Tout se passe comme si le courage était l’objet d’un désintérêt, peut-être même d’un discrédit, dans le monde contemporain. Alors même que les séquences évoquées ci-dessus nous interpellent et ont eu une diffusion mondiale essentiellement pour le courage qu’elles manifestent !

Car, de toute façon, le courage demeure une valeur importante pour chacun de nous, voire décisive. L’humanité est aujourd’hui dans une impasse qui bouche ses perspectives d’avenir. Elle sait ce qu’il faut faire pour en sortir. Elle a les moyens de le faire – c’est beaucoup plus aisé, et tellement moins triste, que d’entreprendre une guerre ! Et elle ne le fait pas ! Ne serait-ce pas de courage dont elle manque ?

Il y a donc un paradoxe contemporain de la situation du courage, valeur à la fois largement escamotée dans la communication publique, et pourtant à laquelle on est extrêmement sensible et dont il semble qu’on ait le plus grand besoin !

Il faut savoir que Le Courage a été une notion très importante dans l’histoire de la pensée Il a été considéré, depuis l’Antiquité avec Platon, et pendant tous les siècles de la Chrétienté en Occident, comme une des 4 vertus cardinales, à côté de la Justice, de la Tempérance, et de la Sagesse. Les vertus cardinales sont celles qui conditionnent toutes les autres vertus, comme les 4 piliers sur lesquels se construit l’excellence humaine.

Cette notion de vertu comme qualité d’excellence de l’individu humain donne une première approche de ce qu’est le courage. Un autre moyen est le recours à l’étymologie. Le mot « courage », que l’on trouve employé dès le Haut Moyen-Âge, est dérivé du mot « cœur » qui était déjà utilisé, à l’époque, en son sens figuré, comme dans « Rodrigue, as-tu du cœur ? » (Corneille), ou « Le cœur a ses raisons que la raison ne connaît point » (Pascal).

En s’appuyant sur les éléments que nous avons réunis auparavant : les cas évoqués, l’étymologie, mais aussi sa propre expérience :

1ère question : Qu’est-ce qui fait la spécificité de la vertu de courage ?

Notre expérience nous a appris que le courage est une capacité d’action qu’on peut qualifier littéralement d’extraordinaire (extra-ordinaire).

C’est le rattachement à cette idée de « cœur » qui le fait considérer comme tel. Elle peut être interprétée comme une adhésion sans restriction de tout l’être du courageux au but de son action qui l’amène à accepter de se mettre en risque pour l’atteindre.

Mais une telle valorisation d’un but implique une prise de recul par rapport à ses intérêts égoïstes et donc une réflexion personnelle sur les valeurs finales, celles qui peuvent donner sens à sa vie au-delà de ses sensations bonnes toujours éphémères.

━━━━━━━━━━━━━━━━━━━━

**Consigne écrite**
Résumez en deux phrases le texte sur le courage.

**Extraits de données**
━━━━━━━━━━━━━━━━━━━━

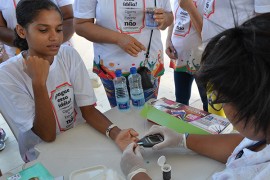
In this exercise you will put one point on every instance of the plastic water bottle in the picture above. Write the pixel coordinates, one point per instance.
(136, 90)
(121, 92)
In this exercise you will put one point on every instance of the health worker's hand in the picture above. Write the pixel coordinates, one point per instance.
(125, 137)
(170, 50)
(161, 17)
(37, 69)
(171, 138)
(130, 45)
(132, 160)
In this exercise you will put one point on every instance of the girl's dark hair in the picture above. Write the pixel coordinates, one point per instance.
(236, 65)
(26, 12)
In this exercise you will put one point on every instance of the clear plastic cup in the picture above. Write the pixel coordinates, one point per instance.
(149, 18)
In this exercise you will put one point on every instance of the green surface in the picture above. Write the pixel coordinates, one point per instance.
(162, 118)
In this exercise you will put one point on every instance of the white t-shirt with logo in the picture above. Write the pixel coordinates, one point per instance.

━━━━━━━━━━━━━━━━━━━━

**Réponse attendue**
Le courage semble aujourd'hui délaissé, voire discrédité, dans la communication publique, alors qu'on y reste très sensible et que l'humanité, qui sait comment sortir de son impasse et en a les moyens, pourrait bien en manquer. Considéré depuis Platon et durant toute la Chrétienté comme l'une des quatre vertus cardinales, il tire son nom du mot « cœur » et se définit comme une capacité d'action extraordinaire, née d'une adhésion totale au but poursuivi qui pousse à accepter le risque.